Print the line that has "If you would be willing to tag the cockpit" in it, then every remaining line of the data, exactly and without anything extra.

::: Input :::

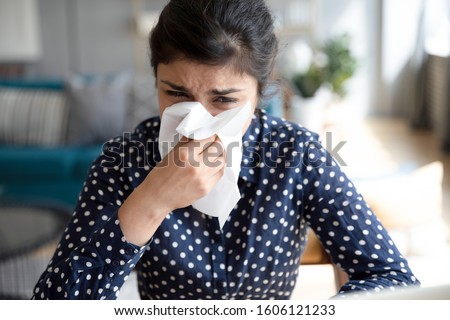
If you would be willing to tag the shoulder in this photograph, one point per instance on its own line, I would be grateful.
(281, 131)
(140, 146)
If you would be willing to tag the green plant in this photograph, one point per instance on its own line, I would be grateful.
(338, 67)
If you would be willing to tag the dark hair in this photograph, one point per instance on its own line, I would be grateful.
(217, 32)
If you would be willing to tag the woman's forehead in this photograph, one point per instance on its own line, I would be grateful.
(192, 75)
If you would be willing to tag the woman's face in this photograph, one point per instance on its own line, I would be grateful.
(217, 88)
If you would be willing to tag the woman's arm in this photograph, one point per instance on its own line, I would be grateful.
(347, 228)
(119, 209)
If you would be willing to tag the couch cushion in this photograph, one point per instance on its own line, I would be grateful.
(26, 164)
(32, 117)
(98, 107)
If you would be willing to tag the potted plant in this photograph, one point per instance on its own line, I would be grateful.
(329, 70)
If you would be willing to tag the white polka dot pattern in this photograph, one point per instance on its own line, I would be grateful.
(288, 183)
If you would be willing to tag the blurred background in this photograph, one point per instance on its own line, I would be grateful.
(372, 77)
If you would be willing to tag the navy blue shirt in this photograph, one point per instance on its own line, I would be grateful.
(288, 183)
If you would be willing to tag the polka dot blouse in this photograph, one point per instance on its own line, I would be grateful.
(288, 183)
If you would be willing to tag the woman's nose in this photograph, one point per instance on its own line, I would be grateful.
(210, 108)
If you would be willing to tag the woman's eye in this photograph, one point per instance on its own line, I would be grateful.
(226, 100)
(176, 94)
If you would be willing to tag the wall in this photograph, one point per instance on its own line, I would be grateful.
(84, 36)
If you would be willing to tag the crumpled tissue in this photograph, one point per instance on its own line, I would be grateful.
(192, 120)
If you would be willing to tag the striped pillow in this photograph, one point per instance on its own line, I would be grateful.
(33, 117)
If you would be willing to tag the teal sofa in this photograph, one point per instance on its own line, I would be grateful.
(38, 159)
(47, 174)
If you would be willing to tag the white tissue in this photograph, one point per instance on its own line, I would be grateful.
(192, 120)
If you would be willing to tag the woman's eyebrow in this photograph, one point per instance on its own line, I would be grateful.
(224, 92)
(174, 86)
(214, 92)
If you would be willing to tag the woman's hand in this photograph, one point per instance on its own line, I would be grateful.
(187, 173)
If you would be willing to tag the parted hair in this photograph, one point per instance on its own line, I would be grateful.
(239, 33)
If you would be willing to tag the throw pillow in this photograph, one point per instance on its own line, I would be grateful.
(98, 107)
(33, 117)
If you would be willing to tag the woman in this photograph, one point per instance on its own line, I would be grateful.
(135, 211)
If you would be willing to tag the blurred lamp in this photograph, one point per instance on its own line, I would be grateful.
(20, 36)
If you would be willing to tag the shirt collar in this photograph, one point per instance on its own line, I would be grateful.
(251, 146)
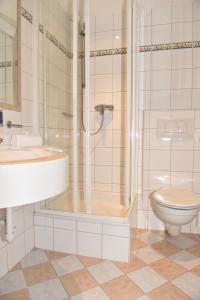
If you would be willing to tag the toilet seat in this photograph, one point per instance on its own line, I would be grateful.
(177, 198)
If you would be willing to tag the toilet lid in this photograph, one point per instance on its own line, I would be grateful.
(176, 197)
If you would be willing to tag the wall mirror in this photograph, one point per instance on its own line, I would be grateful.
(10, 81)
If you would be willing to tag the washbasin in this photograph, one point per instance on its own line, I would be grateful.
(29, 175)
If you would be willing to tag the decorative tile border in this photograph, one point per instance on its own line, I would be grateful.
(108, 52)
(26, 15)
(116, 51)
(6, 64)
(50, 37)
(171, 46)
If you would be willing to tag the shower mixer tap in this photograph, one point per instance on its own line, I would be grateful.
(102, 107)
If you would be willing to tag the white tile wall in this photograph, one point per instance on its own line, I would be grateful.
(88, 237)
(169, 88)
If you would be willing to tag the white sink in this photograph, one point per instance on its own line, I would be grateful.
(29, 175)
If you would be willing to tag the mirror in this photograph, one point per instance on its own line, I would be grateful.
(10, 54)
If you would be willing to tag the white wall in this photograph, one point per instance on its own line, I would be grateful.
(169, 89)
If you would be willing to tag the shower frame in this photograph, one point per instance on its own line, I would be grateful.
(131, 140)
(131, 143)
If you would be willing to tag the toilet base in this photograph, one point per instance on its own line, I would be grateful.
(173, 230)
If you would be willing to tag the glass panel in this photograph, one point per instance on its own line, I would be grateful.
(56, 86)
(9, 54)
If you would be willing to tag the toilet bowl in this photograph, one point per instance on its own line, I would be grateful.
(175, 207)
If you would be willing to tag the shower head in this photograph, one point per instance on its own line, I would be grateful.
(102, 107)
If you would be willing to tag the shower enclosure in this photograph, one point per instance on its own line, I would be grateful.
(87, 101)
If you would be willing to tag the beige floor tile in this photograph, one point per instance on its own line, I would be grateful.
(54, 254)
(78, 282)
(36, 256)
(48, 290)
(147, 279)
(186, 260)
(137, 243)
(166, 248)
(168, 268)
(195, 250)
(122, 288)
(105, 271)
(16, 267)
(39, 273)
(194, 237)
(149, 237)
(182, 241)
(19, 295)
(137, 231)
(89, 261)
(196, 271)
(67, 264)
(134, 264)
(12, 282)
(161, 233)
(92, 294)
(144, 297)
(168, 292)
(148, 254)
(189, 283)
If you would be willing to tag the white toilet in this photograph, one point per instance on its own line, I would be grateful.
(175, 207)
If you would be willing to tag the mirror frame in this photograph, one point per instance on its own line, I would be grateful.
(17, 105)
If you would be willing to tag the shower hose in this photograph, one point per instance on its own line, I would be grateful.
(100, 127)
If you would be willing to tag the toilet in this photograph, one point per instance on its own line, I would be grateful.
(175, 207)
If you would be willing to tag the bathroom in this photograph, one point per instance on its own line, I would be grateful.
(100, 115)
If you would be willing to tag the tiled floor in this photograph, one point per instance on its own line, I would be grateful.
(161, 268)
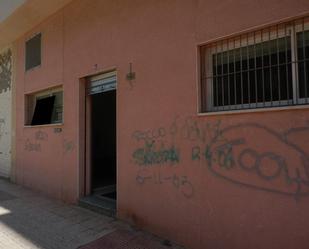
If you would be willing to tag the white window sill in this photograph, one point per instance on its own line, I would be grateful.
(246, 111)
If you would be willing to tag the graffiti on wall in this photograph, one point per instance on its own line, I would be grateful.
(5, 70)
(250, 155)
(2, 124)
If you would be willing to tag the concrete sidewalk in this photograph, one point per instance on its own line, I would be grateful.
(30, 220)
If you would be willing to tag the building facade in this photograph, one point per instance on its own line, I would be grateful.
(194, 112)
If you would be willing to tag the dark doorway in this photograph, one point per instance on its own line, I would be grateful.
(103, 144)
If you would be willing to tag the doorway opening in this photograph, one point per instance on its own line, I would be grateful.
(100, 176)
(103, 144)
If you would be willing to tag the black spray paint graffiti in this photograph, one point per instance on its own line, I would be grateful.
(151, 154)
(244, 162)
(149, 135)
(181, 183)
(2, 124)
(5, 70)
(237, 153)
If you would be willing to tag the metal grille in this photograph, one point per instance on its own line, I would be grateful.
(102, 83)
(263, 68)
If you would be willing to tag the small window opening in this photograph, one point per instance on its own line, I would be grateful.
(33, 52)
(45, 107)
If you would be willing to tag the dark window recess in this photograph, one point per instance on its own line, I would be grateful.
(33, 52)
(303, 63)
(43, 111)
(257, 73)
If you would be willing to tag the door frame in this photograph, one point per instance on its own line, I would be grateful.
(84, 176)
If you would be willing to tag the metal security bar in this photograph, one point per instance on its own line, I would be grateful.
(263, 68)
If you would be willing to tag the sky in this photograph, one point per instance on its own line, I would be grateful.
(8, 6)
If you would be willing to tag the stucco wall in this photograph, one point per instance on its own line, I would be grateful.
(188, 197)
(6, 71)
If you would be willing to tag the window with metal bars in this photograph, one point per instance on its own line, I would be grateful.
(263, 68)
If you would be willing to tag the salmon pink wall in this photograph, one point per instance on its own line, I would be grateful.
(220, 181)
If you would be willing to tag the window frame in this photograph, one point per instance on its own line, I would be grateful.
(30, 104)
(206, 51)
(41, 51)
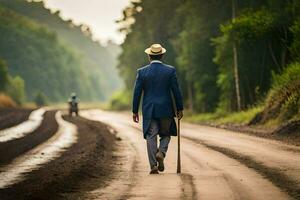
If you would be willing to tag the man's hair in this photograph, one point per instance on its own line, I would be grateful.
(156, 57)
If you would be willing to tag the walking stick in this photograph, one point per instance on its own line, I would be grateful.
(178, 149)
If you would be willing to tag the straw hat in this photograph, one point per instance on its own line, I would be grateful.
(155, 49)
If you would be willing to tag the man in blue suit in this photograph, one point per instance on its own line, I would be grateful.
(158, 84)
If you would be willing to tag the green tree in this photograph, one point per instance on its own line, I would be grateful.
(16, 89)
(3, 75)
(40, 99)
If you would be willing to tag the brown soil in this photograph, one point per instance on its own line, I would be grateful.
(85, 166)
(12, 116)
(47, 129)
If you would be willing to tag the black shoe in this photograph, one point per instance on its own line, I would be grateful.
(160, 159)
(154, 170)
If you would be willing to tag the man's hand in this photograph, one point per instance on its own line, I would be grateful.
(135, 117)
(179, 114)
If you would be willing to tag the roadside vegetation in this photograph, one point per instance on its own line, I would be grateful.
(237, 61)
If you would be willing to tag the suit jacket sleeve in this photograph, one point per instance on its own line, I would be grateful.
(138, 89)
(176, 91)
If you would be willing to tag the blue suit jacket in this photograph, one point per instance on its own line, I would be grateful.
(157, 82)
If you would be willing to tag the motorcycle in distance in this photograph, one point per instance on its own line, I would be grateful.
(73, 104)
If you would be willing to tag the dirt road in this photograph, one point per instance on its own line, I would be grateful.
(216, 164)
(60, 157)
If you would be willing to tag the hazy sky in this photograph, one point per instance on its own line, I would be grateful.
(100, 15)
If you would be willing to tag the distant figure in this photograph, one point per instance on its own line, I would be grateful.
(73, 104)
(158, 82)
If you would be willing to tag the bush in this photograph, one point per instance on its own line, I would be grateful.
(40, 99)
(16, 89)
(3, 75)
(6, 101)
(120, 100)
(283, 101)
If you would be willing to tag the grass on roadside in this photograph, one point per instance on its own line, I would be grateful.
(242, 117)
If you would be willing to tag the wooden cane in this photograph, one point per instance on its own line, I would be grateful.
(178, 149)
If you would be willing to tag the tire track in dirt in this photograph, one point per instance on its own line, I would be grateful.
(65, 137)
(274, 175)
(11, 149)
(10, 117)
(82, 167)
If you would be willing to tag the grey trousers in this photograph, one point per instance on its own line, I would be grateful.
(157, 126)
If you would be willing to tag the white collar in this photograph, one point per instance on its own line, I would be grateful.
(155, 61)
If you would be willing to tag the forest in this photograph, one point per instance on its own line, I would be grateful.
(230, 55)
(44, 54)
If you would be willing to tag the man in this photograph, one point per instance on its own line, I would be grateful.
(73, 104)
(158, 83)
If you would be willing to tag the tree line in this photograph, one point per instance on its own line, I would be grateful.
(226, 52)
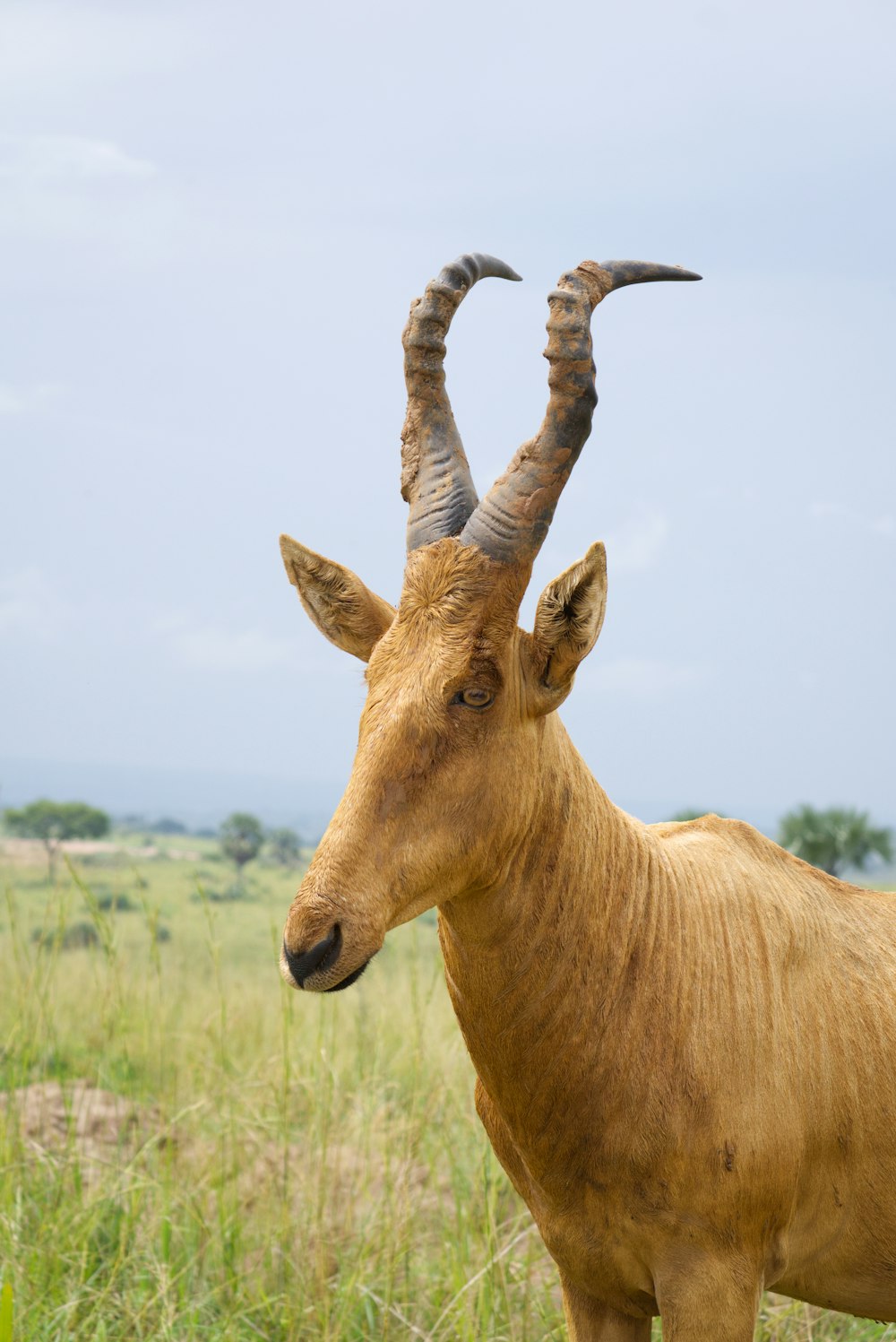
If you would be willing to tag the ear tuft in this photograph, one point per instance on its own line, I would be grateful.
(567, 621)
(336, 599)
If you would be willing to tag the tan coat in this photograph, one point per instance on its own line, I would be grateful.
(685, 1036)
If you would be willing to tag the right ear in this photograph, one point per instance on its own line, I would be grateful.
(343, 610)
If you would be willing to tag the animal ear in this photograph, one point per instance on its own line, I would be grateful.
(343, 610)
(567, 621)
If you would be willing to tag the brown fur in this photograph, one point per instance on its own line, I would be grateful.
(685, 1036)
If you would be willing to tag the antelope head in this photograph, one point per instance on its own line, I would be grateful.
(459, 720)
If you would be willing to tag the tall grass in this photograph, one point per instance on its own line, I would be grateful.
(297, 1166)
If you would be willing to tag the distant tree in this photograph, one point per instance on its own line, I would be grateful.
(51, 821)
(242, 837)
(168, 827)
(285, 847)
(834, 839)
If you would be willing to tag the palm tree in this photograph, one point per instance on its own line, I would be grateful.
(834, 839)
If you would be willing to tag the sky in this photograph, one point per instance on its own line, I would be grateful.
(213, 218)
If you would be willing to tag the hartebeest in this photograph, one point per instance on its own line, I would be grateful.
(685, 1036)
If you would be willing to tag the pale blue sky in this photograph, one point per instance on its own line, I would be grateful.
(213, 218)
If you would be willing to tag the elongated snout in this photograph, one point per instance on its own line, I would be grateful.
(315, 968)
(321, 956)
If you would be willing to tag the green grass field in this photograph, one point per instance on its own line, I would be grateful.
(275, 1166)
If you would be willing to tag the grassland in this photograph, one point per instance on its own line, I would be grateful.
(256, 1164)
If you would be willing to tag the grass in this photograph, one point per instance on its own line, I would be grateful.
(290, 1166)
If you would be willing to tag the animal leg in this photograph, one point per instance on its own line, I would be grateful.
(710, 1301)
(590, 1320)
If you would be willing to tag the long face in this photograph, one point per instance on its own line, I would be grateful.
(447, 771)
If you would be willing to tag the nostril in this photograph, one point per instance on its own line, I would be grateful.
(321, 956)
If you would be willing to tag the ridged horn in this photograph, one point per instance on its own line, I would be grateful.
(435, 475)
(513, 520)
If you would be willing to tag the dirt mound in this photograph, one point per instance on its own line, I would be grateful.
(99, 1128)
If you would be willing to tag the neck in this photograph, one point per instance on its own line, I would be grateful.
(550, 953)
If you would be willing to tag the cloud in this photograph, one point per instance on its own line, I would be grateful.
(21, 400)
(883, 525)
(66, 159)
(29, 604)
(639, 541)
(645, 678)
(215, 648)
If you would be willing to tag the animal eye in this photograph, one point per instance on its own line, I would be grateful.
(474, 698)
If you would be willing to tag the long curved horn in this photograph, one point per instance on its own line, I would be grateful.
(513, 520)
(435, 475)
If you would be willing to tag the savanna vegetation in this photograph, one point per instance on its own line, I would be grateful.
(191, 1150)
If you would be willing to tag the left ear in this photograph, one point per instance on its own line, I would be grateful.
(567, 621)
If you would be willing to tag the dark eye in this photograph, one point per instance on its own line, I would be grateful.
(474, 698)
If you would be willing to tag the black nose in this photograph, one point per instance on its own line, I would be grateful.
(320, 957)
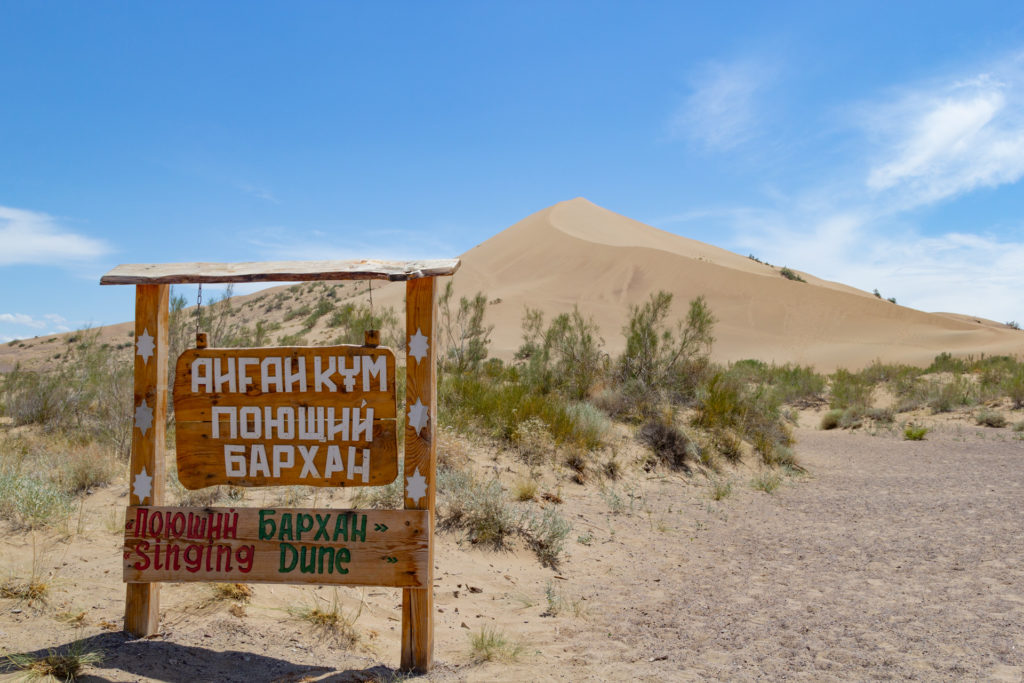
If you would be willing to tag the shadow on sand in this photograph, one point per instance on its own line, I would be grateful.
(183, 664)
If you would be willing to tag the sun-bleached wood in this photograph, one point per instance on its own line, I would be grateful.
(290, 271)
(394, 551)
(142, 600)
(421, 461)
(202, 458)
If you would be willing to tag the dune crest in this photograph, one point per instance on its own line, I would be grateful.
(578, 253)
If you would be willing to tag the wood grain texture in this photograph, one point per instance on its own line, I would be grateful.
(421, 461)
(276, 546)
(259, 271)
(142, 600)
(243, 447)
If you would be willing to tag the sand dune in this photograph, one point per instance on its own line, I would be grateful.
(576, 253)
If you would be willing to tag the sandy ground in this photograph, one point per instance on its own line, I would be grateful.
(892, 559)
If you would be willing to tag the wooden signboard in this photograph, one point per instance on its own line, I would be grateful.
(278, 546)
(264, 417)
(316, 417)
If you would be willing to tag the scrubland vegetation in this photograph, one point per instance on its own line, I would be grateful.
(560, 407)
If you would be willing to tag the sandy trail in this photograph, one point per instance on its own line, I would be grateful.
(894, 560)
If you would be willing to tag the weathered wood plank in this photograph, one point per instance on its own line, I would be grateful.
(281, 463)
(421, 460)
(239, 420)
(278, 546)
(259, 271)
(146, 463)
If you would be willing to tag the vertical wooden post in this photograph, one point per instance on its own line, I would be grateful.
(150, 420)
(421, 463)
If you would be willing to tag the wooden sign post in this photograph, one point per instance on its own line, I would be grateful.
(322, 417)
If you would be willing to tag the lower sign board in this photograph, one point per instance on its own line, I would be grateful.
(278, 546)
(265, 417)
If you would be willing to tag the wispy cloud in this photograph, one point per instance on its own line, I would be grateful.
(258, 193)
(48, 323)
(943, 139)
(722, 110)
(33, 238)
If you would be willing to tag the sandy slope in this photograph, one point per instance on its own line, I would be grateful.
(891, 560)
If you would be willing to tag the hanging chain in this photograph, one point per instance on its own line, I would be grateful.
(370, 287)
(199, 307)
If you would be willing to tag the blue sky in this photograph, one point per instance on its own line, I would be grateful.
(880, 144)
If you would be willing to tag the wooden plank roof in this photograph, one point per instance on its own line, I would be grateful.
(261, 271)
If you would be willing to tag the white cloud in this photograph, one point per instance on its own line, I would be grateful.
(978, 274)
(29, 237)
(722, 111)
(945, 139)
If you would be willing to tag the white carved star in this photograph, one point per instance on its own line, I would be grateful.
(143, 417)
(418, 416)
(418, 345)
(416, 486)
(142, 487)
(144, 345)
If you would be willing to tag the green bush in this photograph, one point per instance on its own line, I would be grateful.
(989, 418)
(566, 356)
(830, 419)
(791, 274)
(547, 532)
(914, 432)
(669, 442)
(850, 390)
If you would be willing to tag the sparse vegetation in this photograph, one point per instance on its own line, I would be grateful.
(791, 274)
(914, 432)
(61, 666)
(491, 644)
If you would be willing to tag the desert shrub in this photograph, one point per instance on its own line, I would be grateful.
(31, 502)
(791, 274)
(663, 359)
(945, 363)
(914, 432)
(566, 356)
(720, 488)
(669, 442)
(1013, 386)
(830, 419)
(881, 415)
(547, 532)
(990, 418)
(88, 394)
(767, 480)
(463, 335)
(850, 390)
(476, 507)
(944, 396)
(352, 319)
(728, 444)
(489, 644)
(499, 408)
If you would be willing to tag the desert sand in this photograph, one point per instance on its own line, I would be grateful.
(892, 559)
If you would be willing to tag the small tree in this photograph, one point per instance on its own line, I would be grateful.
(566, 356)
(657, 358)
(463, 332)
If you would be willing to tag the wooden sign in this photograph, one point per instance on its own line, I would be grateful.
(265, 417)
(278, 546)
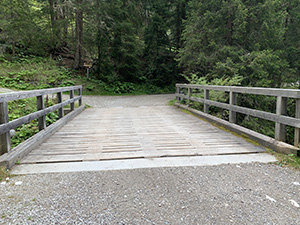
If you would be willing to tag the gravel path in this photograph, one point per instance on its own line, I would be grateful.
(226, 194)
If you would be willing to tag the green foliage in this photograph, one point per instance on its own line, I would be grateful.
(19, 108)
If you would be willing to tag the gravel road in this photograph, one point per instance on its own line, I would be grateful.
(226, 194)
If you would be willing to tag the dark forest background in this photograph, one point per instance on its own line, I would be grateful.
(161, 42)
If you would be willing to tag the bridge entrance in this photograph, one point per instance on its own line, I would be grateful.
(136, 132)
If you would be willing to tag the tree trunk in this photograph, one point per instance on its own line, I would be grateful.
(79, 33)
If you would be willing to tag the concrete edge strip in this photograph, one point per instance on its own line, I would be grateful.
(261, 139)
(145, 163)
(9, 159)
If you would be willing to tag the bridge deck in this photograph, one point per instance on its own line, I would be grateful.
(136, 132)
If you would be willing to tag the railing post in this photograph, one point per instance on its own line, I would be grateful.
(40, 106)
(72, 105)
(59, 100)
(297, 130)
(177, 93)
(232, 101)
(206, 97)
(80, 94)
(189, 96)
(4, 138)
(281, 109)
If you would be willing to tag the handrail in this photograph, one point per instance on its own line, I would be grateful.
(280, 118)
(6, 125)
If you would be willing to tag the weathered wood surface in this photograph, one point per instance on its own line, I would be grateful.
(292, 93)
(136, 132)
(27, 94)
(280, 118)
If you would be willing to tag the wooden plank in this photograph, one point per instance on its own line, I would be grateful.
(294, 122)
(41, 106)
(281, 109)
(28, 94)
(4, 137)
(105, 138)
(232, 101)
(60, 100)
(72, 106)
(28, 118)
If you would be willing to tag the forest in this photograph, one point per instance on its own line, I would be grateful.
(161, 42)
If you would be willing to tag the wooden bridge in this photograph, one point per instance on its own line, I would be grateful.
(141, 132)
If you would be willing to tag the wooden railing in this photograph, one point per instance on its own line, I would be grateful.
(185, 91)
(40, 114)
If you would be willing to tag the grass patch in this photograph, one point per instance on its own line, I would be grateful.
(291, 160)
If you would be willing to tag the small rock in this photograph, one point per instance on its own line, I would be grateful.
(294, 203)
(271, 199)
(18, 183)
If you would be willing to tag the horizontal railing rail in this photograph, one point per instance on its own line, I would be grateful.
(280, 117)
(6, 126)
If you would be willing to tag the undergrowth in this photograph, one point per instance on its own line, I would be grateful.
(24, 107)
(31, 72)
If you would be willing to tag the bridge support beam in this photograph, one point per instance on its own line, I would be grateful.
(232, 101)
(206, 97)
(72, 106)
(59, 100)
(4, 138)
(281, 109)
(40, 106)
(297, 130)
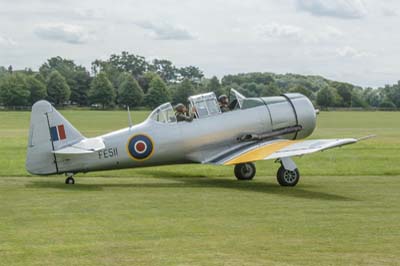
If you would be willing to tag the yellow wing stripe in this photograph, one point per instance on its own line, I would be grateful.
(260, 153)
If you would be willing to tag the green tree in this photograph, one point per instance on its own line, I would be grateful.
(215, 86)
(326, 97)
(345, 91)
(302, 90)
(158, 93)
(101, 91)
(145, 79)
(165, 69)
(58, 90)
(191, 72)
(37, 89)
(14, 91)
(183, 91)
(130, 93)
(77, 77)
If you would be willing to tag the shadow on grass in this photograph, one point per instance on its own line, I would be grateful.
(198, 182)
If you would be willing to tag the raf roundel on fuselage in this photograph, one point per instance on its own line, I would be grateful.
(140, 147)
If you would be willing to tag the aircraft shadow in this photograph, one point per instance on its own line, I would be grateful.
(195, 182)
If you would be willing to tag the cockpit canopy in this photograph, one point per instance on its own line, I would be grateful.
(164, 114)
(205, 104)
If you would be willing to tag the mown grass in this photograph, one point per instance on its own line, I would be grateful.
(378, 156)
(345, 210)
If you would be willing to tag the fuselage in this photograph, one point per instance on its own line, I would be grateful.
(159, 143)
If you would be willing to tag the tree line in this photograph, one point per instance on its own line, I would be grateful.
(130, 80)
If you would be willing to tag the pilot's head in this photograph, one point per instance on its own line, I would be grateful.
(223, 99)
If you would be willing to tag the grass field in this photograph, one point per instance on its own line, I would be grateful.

:::

▶ _Worked solution_:
If you would be willing to tag the cockpit canopy in this photograph, one point per instance on its own line, I would be grateful.
(164, 114)
(205, 104)
If you would be willing to tag the mown grass in this photograph, one point per instance on its own line, I would be grateful.
(378, 156)
(345, 210)
If you would be willing to tag the fuselage in this photograph, one point per instance on its own line, I would be grateful.
(159, 143)
If you would be willing to tag the tree line in this photograph, one point per instance on its own line, I would be grateful.
(130, 80)
If you would be willing to tag the pilot's head in this photograph, one point per instance on its own line, I would be grateful.
(223, 99)
If you would be willing to tag the grass field in this photograph, one point per instance on its own line, I would be grateful.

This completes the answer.